__ENUNCIADO__
Cuenta cuántas líneas de las filas que siguen contienen la cadena "lizard", teniendo en cuenta las mayúsculas y minúsculas. Responde solo con el número.
──────────
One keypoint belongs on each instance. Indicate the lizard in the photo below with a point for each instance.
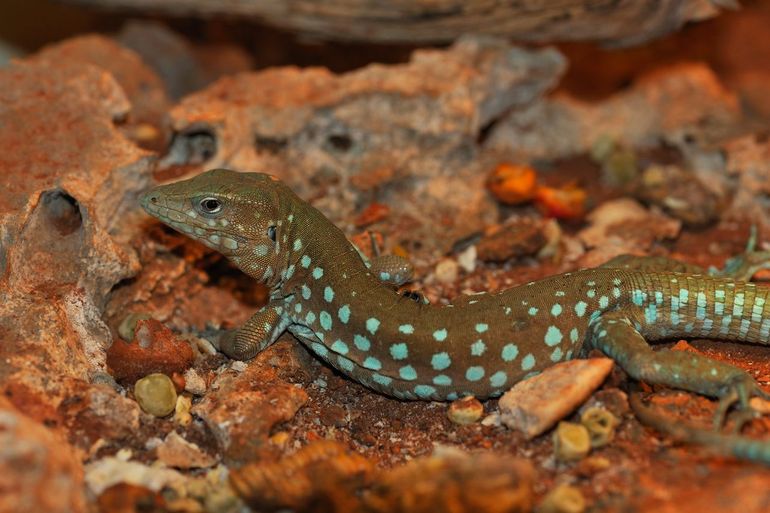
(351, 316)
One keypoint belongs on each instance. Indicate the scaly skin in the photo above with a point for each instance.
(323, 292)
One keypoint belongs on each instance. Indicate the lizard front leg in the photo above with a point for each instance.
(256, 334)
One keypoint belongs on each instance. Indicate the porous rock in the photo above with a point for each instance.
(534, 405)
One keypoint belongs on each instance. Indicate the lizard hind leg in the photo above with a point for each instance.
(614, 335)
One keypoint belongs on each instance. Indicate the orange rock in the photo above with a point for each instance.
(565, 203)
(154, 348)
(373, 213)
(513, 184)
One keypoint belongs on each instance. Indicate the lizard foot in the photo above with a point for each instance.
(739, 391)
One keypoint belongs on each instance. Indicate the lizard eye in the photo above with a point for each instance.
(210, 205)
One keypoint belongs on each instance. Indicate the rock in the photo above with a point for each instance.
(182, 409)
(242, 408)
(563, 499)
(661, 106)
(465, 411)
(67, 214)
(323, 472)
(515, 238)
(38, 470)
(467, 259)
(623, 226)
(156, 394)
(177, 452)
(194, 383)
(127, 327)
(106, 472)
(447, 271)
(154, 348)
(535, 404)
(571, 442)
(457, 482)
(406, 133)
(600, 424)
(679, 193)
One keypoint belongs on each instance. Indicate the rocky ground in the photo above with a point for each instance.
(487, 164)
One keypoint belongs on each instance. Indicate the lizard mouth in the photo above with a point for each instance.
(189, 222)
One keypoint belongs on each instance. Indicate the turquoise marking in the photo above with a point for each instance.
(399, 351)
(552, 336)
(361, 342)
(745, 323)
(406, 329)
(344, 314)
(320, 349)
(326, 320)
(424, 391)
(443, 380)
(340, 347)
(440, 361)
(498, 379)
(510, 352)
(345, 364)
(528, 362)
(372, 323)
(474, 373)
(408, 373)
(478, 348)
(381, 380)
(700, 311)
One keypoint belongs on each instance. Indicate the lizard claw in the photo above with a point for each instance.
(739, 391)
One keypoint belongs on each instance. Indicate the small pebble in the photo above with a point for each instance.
──────────
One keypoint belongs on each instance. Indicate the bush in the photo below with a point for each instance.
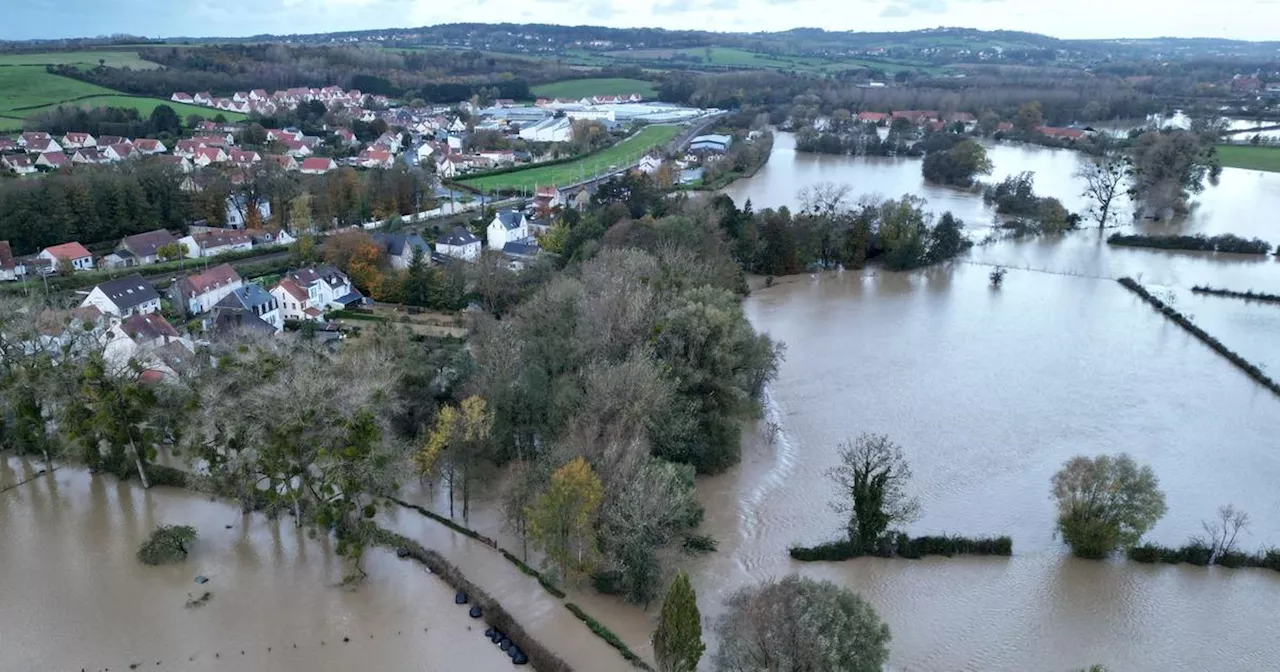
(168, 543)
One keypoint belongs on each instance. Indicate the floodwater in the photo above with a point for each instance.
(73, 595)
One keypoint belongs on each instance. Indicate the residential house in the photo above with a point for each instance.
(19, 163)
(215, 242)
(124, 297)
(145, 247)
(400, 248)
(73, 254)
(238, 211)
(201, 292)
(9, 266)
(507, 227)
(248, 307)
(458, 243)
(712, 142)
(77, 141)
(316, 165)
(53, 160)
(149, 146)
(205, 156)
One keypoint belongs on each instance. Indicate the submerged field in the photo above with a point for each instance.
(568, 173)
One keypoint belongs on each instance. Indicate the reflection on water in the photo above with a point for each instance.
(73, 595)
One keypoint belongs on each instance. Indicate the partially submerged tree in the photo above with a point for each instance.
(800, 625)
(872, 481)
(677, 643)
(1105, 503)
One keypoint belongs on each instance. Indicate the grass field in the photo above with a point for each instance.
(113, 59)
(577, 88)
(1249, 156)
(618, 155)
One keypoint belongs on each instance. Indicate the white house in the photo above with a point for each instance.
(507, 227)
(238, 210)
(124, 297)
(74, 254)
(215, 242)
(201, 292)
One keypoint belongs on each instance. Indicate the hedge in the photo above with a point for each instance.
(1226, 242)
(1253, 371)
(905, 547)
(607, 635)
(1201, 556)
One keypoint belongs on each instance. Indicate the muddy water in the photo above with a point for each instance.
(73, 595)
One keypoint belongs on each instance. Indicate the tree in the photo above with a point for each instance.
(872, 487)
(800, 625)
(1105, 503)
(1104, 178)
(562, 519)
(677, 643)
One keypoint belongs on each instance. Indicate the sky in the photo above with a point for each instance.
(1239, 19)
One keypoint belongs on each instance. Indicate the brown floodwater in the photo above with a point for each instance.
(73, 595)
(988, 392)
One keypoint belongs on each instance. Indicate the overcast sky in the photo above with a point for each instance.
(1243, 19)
──────────
__RESPUESTA__
7